### PAGE EXTRACT
___
A city in the United States is about to vote on whether its people can take ‘magic mushrooms’ in a referendum on the psychedelic drug.
Voters in Denver will decide on Wednesday (Australian time) if Colorado’s capital city should “deprioritise, to the greatest extent possible” criminal penalties imposed for “the personal use and personal possession of psilocybin mushrooms”.
Psilocybin mushrooms, known as ‘magic mushrooms’, are fungi that contain a naturally occurring psychedelic compound that can cause hallucinations.
It comes as the New Zealand government announced on Tuesday a nationwide referendum on cannabis.
Voters will be given the chance to decide whether cannabis can be taken for personal use at the 2020 election.
In the US, it remains a criminal offence in all 50 states to possess and grow ‘magic mushrooms’ – but perhaps not for much longer.
The vote in Denver will be on whether to change the city code so that people aged 21 years or older will not face a criminal penalty if they are caught with the mushrooms.
It would still be illegal to possess or sell the mushrooms even if the initiative passes, and the new code would only apply to Denver and not the entire state of Colorado.
The drug found in psychedelic mushrooms has been used in medical experiments around the world to treat mental illnesses such as anxiety, depression and post-traumatic stress disorder (PTSD), but its personal use remains illegal in most countries.
A medical trial using ‘magic mushrooms’ is under way at Melbourne’s St Vincent’s Hospital this year to help terminally ill patients feeling anxious about dying come to terms with their mortality.
In New Zealand, the draft legislation on cannabis would include a minimum age of 20 years old to use and buy it, regulations and commercial supply controls, limited home-growing options and a public health program.
Cabinet ministers have agreed the referendum will be binding, based on agreement by all three governing parties.
Where is Australia at with legalising cannabis?
In Australia, it is illegal to buy and use cannabis simply to ‘get high’.
However, some people with medical conditions, such as epilepsy or multiple sclerosis, can be prescribed medicinal cannabis by a doctor as a way to help relieve their symptoms.
Some people suffering from chronic or terminal illnesses have even found that medicinal cannabis is more effective than conventional medicines.
___
### EXCERPTED DATA
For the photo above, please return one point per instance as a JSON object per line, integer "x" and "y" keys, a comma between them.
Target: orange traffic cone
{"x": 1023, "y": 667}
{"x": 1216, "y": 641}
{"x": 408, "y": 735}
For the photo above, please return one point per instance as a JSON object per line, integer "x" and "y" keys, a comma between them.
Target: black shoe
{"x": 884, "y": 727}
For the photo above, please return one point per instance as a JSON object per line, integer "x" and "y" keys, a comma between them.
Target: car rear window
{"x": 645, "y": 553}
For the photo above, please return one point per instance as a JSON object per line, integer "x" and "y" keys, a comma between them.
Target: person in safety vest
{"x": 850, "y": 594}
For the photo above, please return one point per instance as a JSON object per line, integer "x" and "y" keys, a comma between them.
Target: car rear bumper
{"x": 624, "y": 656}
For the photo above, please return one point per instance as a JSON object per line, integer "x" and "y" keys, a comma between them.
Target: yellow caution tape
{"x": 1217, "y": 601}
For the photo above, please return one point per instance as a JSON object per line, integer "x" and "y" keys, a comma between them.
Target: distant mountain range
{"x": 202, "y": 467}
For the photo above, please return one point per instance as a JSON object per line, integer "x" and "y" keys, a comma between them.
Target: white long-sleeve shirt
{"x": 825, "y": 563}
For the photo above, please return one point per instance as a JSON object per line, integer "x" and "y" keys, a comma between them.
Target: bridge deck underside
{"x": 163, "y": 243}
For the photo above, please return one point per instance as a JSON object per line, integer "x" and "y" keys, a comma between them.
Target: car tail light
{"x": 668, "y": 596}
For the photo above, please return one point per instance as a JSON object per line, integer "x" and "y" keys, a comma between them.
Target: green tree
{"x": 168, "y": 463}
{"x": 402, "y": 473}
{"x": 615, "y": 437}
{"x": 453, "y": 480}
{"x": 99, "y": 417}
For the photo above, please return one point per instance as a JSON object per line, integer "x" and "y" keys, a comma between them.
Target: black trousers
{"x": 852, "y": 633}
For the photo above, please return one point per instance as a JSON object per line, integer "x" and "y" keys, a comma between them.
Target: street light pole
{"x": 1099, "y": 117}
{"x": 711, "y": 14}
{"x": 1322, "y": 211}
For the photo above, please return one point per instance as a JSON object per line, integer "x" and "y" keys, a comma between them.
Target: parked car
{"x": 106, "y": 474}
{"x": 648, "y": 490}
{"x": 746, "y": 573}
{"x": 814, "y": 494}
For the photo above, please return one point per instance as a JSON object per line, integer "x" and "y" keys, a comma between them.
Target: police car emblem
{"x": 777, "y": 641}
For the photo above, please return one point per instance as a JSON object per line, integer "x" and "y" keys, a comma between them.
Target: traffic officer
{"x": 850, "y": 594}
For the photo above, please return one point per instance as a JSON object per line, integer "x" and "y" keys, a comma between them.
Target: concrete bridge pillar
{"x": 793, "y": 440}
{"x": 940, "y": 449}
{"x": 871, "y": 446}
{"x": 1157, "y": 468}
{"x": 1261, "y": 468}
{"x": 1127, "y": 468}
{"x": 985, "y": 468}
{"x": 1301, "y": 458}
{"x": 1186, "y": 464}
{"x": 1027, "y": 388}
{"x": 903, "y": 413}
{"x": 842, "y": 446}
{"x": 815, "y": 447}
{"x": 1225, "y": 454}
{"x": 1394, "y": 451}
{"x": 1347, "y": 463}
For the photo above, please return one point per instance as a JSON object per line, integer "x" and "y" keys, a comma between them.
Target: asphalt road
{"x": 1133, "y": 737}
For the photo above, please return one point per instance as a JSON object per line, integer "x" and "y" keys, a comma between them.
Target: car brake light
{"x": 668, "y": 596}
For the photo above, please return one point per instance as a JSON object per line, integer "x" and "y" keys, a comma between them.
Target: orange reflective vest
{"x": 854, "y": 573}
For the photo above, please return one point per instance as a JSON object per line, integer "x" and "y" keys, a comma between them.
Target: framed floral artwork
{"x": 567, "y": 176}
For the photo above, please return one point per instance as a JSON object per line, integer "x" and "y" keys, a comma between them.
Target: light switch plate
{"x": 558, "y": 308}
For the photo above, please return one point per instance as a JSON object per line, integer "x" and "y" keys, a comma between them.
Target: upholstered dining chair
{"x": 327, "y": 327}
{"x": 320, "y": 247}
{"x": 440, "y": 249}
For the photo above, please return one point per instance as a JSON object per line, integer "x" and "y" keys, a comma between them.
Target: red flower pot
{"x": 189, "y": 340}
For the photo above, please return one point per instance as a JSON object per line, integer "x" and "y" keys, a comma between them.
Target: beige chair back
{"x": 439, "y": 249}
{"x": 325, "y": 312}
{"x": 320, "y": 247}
___
Reproduce verbatim the passage of the Denver mushroom article from "A medical trial" up to and including "to ‘get high’.".

A medical trial using ‘magic mushrooms’ is under way at Melbourne’s St Vincent’s Hospital this year to help terminally ill patients feeling anxious about dying come to terms with their mortality.
In New Zealand, the draft legislation on cannabis would include a minimum age of 20 years old to use and buy it, regulations and commercial supply controls, limited home-growing options and a public health program.
Cabinet ministers have agreed the referendum will be binding, based on agreement by all three governing parties.
Where is Australia at with legalising cannabis?
In Australia, it is illegal to buy and use cannabis simply to ‘get high’.